# [任务与练习]
1. 根据关于造血干细胞基因编辑的正文,张恒将混合好的悬液转移到了什么容器中?
2. 请接续关于造血干细胞基因编辑的正文,从其最后一句之后往下续写。

# [文档正文]
■ ■ ■ ■

在接下来的5分钟里,张恒往这一丁点橙色透明的细胞悬液中,小心地加入一套基因编辑体系(悬混液),再将混合好的悬液转移至一只1厘米见方的电转杯里。电转仪启动,眨眼的工夫,悬液中发生了一种奇妙又关键的变化——基因编辑体系成功进入了造血干细胞。
直至将电转后的细胞液送入孵箱孵育,张恒才长出一口气。
在极微小的细胞层面操作,是张恒的工作常态。上图为他将上百颗小鼠的受精卵置于工作液中。
如果一切进展顺利,张恒需要将成功编辑好的造血干细胞制作成针剂,通过小鼠A的尾巴输回体内,希望通过这一针修复它的先天性基因缺陷……倘若这套技术在小鼠身上能够成功,离人体临床试验也就更近了一步。

■ ■ ■ ■

基于照片的指代表达数据:
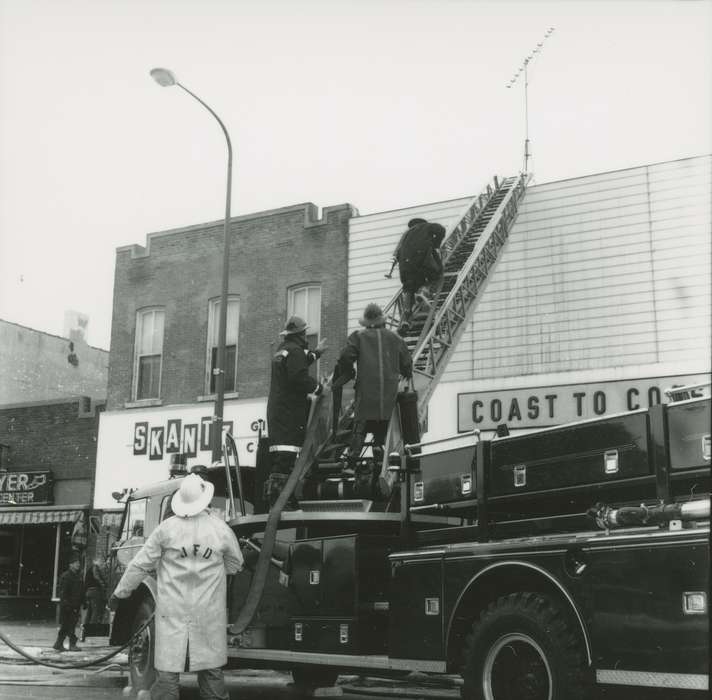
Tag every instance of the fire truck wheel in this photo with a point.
(143, 673)
(522, 648)
(314, 676)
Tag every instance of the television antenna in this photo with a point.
(523, 69)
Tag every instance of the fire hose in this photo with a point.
(310, 448)
(83, 664)
(659, 514)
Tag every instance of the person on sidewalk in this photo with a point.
(381, 358)
(192, 552)
(95, 592)
(419, 261)
(288, 404)
(71, 594)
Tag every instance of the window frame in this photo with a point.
(141, 315)
(213, 328)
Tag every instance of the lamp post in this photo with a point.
(166, 78)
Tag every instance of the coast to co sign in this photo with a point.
(540, 407)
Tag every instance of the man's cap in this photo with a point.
(372, 316)
(192, 497)
(295, 324)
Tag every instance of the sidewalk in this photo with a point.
(37, 637)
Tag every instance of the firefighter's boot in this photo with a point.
(406, 313)
(274, 485)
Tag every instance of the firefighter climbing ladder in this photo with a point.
(469, 253)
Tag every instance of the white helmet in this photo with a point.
(192, 497)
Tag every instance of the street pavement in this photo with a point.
(20, 679)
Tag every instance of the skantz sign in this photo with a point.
(174, 435)
(540, 407)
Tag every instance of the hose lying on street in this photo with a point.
(83, 664)
(310, 448)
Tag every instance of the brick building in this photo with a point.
(164, 333)
(38, 366)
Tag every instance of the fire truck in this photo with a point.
(535, 566)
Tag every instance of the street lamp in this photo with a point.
(166, 78)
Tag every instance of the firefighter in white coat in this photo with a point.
(191, 552)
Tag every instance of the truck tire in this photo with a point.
(522, 648)
(314, 676)
(141, 650)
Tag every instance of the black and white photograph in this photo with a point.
(355, 348)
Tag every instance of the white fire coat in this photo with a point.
(191, 557)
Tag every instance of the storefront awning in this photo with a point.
(41, 516)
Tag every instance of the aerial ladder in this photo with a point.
(469, 253)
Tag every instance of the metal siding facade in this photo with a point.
(603, 271)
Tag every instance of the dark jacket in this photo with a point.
(381, 357)
(287, 405)
(415, 244)
(71, 590)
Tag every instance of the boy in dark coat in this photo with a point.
(71, 594)
(287, 404)
(381, 358)
(419, 261)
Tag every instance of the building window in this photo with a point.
(231, 333)
(305, 301)
(148, 354)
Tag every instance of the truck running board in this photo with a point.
(341, 661)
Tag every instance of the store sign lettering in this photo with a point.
(23, 488)
(541, 407)
(174, 436)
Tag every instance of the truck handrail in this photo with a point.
(408, 448)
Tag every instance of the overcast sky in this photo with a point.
(380, 103)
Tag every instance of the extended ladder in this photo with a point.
(469, 252)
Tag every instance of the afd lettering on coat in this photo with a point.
(175, 436)
(546, 406)
(195, 551)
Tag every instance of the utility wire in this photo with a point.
(523, 69)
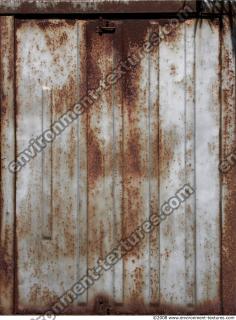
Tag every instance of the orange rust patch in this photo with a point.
(95, 159)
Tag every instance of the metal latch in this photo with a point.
(105, 27)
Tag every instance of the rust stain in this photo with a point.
(95, 159)
(133, 162)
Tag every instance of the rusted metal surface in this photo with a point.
(228, 180)
(168, 122)
(7, 198)
(95, 6)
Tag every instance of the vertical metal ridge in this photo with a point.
(154, 249)
(118, 292)
(8, 248)
(82, 164)
(47, 166)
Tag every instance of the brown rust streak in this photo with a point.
(228, 250)
(95, 7)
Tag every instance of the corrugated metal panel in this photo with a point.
(168, 122)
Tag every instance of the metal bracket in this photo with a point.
(105, 27)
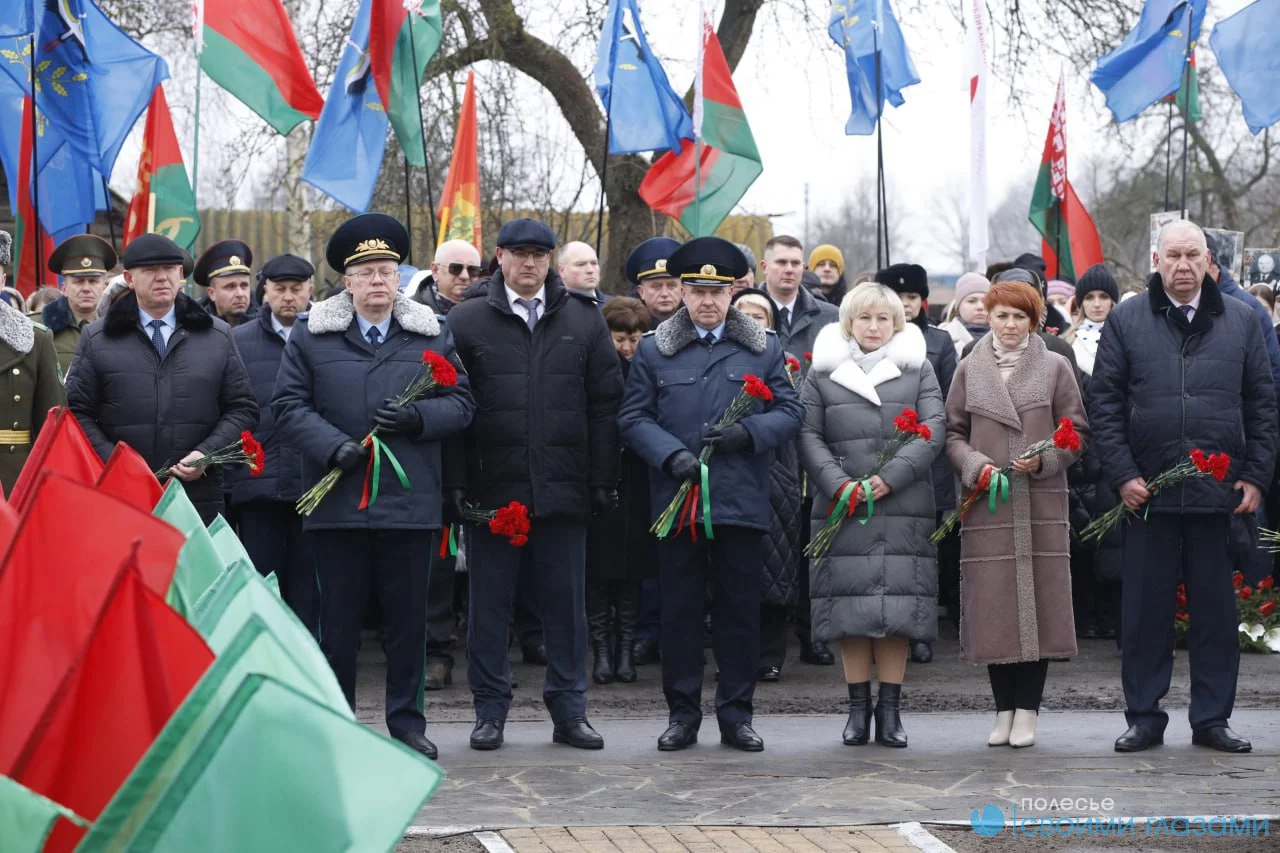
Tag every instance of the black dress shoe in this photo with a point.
(417, 742)
(743, 737)
(579, 734)
(679, 735)
(487, 734)
(1220, 738)
(1139, 738)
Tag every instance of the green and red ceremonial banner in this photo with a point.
(397, 37)
(702, 195)
(164, 201)
(1070, 240)
(250, 50)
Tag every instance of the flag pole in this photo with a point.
(421, 122)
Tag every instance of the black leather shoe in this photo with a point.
(743, 737)
(679, 735)
(922, 651)
(1139, 738)
(417, 742)
(1220, 738)
(579, 734)
(487, 734)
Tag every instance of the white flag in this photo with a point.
(977, 74)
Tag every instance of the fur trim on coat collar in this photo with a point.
(833, 356)
(679, 332)
(337, 314)
(16, 328)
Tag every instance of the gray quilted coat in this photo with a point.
(880, 579)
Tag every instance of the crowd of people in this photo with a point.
(603, 415)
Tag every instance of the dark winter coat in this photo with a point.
(880, 579)
(332, 383)
(1162, 387)
(547, 401)
(197, 397)
(680, 387)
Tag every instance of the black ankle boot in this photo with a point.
(888, 724)
(858, 729)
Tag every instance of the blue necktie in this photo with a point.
(158, 336)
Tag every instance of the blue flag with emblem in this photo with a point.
(645, 114)
(1244, 45)
(864, 28)
(1151, 60)
(348, 141)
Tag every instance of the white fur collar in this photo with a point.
(337, 314)
(832, 355)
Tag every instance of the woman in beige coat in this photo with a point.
(1015, 582)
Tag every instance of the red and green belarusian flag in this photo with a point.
(1070, 238)
(248, 49)
(401, 44)
(700, 195)
(163, 203)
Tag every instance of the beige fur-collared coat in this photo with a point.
(1015, 578)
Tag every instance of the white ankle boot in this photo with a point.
(1000, 734)
(1023, 733)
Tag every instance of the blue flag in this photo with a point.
(348, 141)
(1151, 60)
(853, 26)
(1244, 45)
(92, 81)
(645, 114)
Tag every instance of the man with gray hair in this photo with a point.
(1182, 370)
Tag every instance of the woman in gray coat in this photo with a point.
(878, 583)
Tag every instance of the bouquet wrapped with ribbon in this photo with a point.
(995, 480)
(690, 496)
(245, 451)
(1196, 465)
(435, 372)
(906, 428)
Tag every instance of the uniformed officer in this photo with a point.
(30, 383)
(684, 377)
(83, 261)
(224, 269)
(341, 373)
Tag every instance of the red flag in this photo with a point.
(54, 583)
(138, 665)
(63, 447)
(128, 477)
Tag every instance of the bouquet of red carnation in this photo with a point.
(245, 451)
(434, 373)
(995, 480)
(906, 428)
(1196, 465)
(685, 503)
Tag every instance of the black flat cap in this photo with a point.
(368, 237)
(526, 232)
(82, 255)
(287, 268)
(708, 261)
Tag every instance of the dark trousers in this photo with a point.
(272, 533)
(731, 564)
(558, 571)
(1018, 685)
(1159, 552)
(394, 565)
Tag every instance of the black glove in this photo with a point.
(684, 465)
(730, 439)
(604, 501)
(350, 456)
(403, 420)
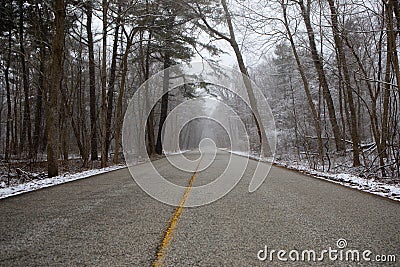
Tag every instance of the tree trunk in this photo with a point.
(315, 115)
(111, 85)
(266, 151)
(318, 64)
(164, 103)
(8, 89)
(349, 90)
(52, 115)
(118, 118)
(92, 84)
(26, 128)
(103, 87)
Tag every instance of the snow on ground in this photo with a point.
(367, 185)
(47, 182)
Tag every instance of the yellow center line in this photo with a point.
(162, 251)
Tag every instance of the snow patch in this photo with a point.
(47, 182)
(367, 185)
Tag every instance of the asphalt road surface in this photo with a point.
(107, 220)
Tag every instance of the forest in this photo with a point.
(329, 69)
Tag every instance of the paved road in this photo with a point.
(108, 220)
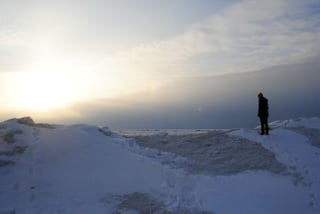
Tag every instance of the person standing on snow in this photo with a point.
(263, 114)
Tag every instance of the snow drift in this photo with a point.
(86, 169)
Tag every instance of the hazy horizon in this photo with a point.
(159, 64)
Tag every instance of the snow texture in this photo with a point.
(80, 168)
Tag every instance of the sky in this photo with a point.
(158, 64)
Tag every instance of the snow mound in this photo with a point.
(87, 169)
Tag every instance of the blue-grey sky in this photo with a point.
(168, 63)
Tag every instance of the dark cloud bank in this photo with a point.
(227, 101)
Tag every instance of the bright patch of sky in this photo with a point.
(74, 51)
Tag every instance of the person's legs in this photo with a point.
(266, 125)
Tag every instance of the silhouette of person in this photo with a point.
(263, 114)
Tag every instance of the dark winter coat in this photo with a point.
(263, 107)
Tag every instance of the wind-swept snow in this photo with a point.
(85, 169)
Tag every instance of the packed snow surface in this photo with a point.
(86, 169)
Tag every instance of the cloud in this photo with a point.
(247, 35)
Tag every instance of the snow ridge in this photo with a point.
(87, 169)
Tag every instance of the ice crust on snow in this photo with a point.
(87, 169)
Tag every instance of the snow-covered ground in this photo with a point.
(86, 169)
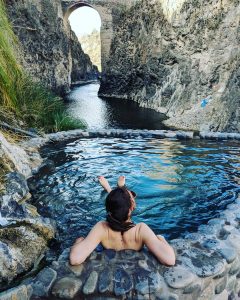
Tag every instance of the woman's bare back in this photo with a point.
(130, 239)
(133, 239)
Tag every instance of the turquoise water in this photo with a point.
(180, 184)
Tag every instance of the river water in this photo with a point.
(100, 113)
(180, 184)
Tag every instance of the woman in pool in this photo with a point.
(118, 232)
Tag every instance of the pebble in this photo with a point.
(43, 282)
(66, 288)
(221, 285)
(91, 283)
(122, 282)
(105, 281)
(77, 270)
(178, 277)
(21, 292)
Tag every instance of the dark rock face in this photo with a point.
(170, 59)
(24, 234)
(50, 51)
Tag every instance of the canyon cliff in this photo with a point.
(180, 59)
(49, 50)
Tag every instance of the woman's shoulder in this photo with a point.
(102, 224)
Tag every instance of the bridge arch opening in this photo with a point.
(85, 21)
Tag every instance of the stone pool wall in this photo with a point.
(207, 266)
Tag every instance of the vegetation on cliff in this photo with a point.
(21, 98)
(91, 45)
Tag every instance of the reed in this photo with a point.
(21, 97)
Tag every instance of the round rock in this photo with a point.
(178, 277)
(66, 288)
(91, 283)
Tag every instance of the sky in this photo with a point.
(84, 20)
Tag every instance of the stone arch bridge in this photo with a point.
(105, 8)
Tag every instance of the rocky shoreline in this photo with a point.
(208, 262)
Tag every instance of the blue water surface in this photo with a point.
(180, 184)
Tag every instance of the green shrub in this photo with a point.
(21, 96)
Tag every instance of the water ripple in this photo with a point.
(180, 184)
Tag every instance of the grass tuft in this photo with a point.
(23, 99)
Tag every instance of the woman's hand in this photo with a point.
(78, 240)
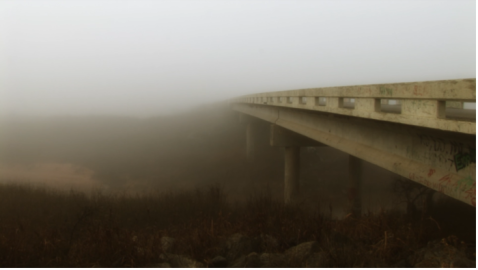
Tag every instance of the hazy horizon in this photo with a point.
(147, 58)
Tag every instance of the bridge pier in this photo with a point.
(250, 153)
(250, 135)
(355, 186)
(292, 142)
(291, 174)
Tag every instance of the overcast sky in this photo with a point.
(144, 58)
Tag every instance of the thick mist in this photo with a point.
(117, 137)
(144, 58)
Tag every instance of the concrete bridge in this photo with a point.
(420, 130)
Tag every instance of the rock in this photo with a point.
(250, 261)
(218, 262)
(268, 242)
(463, 263)
(317, 260)
(441, 253)
(402, 264)
(302, 251)
(167, 243)
(160, 265)
(272, 260)
(178, 261)
(238, 245)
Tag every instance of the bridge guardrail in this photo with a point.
(431, 104)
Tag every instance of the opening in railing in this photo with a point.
(303, 100)
(347, 103)
(320, 101)
(457, 110)
(388, 105)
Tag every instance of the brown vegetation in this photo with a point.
(42, 228)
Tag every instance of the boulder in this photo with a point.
(441, 253)
(302, 251)
(167, 243)
(218, 262)
(239, 245)
(250, 261)
(272, 260)
(178, 261)
(268, 242)
(317, 260)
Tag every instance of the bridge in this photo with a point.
(422, 131)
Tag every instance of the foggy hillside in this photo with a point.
(196, 148)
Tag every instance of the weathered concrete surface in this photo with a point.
(441, 160)
(291, 175)
(283, 137)
(421, 102)
(355, 185)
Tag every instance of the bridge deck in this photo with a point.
(423, 139)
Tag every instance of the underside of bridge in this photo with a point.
(441, 160)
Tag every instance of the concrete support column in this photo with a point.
(292, 169)
(355, 184)
(250, 130)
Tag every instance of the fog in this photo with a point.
(146, 58)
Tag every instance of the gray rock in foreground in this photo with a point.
(179, 261)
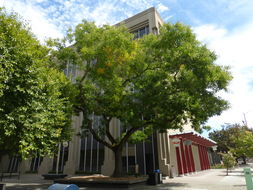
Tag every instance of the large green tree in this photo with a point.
(35, 107)
(154, 83)
(226, 137)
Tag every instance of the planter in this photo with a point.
(2, 186)
(54, 176)
(100, 183)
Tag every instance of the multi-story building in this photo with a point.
(173, 152)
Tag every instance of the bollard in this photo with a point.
(248, 178)
(2, 186)
(58, 186)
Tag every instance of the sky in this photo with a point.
(225, 26)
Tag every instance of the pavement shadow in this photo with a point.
(28, 187)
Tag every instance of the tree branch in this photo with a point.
(107, 130)
(95, 135)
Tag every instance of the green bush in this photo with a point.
(218, 166)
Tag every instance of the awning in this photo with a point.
(195, 138)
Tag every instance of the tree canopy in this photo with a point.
(158, 82)
(234, 138)
(35, 107)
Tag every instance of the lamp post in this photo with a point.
(244, 117)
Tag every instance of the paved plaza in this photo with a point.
(214, 179)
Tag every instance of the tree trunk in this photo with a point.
(118, 162)
(244, 159)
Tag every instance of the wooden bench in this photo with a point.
(9, 175)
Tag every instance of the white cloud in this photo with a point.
(161, 8)
(234, 48)
(36, 17)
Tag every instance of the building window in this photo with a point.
(141, 32)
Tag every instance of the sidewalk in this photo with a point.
(214, 179)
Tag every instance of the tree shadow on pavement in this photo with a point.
(28, 187)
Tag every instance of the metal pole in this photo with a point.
(62, 159)
(153, 151)
(135, 155)
(58, 158)
(244, 115)
(85, 149)
(34, 163)
(127, 156)
(97, 154)
(91, 146)
(38, 163)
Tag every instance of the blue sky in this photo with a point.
(226, 26)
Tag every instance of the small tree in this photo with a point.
(228, 161)
(243, 145)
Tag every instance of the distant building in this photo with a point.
(174, 152)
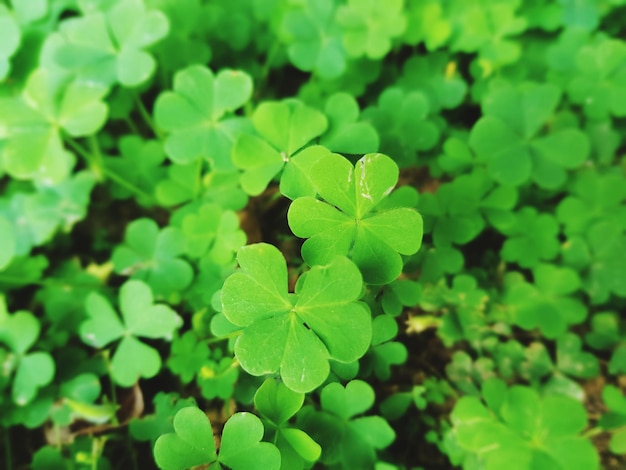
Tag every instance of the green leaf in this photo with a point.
(572, 360)
(356, 398)
(434, 75)
(217, 378)
(305, 330)
(313, 38)
(527, 428)
(10, 39)
(48, 104)
(368, 27)
(485, 27)
(139, 164)
(189, 445)
(152, 255)
(532, 238)
(545, 305)
(105, 47)
(427, 22)
(241, 448)
(345, 224)
(196, 114)
(187, 356)
(7, 242)
(344, 440)
(510, 142)
(346, 134)
(277, 402)
(283, 129)
(150, 427)
(132, 358)
(401, 119)
(213, 231)
(599, 81)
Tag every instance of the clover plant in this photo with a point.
(294, 234)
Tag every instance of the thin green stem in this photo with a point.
(198, 180)
(8, 455)
(265, 69)
(132, 126)
(145, 115)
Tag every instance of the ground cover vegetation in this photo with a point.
(289, 234)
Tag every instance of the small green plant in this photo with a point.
(296, 234)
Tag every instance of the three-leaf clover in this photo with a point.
(485, 26)
(196, 114)
(32, 370)
(50, 103)
(532, 238)
(347, 439)
(105, 47)
(457, 212)
(368, 26)
(313, 38)
(295, 334)
(519, 426)
(345, 222)
(546, 304)
(151, 255)
(434, 75)
(509, 140)
(192, 443)
(284, 128)
(140, 318)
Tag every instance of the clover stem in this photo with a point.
(265, 69)
(7, 449)
(145, 115)
(198, 180)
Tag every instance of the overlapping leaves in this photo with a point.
(521, 427)
(509, 140)
(345, 220)
(195, 114)
(283, 128)
(295, 334)
(140, 318)
(108, 46)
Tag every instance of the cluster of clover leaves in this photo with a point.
(214, 205)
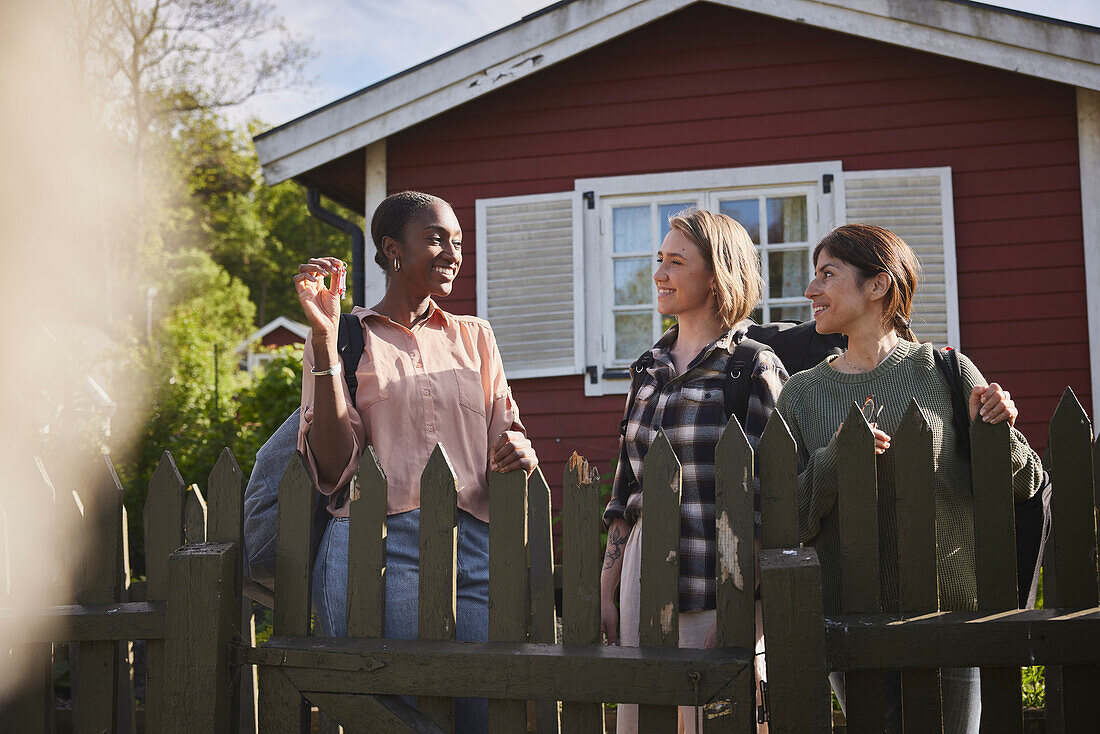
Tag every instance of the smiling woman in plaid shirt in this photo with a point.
(708, 276)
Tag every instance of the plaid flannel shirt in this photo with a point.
(691, 409)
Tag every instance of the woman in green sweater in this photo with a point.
(864, 283)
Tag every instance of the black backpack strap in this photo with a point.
(947, 360)
(350, 343)
(739, 376)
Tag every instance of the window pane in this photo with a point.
(630, 229)
(790, 311)
(634, 333)
(788, 273)
(747, 214)
(634, 283)
(787, 219)
(666, 210)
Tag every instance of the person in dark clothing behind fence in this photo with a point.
(708, 276)
(426, 376)
(865, 278)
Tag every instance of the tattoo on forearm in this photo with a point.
(615, 543)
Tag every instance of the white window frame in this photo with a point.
(580, 305)
(824, 210)
(947, 212)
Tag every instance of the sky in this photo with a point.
(360, 42)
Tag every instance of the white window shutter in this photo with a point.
(916, 205)
(529, 282)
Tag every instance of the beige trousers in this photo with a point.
(693, 628)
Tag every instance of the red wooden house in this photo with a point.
(563, 142)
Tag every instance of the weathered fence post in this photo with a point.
(96, 708)
(996, 565)
(1073, 582)
(858, 514)
(438, 570)
(164, 534)
(202, 619)
(507, 582)
(659, 609)
(195, 516)
(366, 550)
(543, 614)
(226, 524)
(282, 708)
(791, 595)
(798, 675)
(917, 590)
(736, 568)
(580, 590)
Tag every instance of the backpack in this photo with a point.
(261, 495)
(1032, 515)
(796, 343)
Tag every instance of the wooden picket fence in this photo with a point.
(200, 663)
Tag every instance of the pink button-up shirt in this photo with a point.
(441, 382)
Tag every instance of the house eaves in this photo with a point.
(1033, 45)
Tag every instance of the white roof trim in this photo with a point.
(981, 34)
(294, 327)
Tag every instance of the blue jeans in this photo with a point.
(403, 583)
(960, 691)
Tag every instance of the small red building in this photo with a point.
(563, 142)
(277, 332)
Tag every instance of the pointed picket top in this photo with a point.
(1073, 506)
(439, 469)
(733, 449)
(438, 547)
(164, 524)
(857, 515)
(662, 455)
(777, 438)
(777, 461)
(537, 482)
(366, 549)
(293, 563)
(1069, 415)
(195, 516)
(370, 473)
(226, 497)
(916, 512)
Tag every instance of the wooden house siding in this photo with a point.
(710, 87)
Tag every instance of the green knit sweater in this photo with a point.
(815, 402)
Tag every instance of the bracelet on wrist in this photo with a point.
(332, 370)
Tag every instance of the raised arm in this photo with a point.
(993, 404)
(328, 438)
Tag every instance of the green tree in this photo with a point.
(259, 233)
(274, 393)
(191, 407)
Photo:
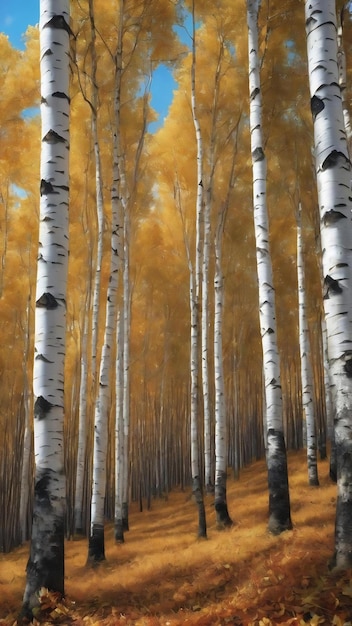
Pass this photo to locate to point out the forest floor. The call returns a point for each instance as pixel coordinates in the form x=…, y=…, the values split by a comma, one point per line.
x=162, y=575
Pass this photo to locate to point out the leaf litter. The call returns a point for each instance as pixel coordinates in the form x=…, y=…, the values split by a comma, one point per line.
x=164, y=576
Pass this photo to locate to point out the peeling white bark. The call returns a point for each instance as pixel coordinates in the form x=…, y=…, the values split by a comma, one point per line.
x=333, y=170
x=46, y=563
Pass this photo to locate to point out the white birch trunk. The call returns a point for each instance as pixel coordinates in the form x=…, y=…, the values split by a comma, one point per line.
x=45, y=567
x=119, y=435
x=99, y=201
x=96, y=551
x=279, y=501
x=82, y=429
x=222, y=515
x=126, y=369
x=333, y=169
x=208, y=199
x=194, y=305
x=306, y=369
x=26, y=473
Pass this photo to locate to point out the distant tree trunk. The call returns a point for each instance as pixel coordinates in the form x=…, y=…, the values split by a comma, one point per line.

■ ■ ■ ■

# [逐题作答]
1. 一只1厘米见方的电转杯。

2.
张恒是西湖大学PI马丽佳(特聘研究员、博导)实验室的基因编辑技术负责人之一。马丽佳博士和她的团队正在搭建一个基因编辑的创新技术开发平台,全方位优化改进CRISPR——一种新的基因编辑技术,筛选开发出更多的对症基因治疗方案,同时使这项技术可以更精准、更安全地在人体内发挥作用。
送进身体里的GPS与手术刀
每个人的基因组都是独此一份的特殊存在,是我之所以是我、而不是其他任何人的独特编码。如果我们将每个人的基因组都看作一本书,书中的篇章词句就是大大小小的基因片段,是它们在讲述着生命体从出生、生长发育到死亡的所有故事。
当基因片段出现错误,人就会生病。过去,能够无障碍阅读这本“基因书”就是很了不起的事情了,但今天的科学家们已经可以运用CRISPR技术,去纠正书中出现的错误。
因此,在介绍马丽佳实验室的这项创新的工作之前,我们有必要先来讲讲CRISPR。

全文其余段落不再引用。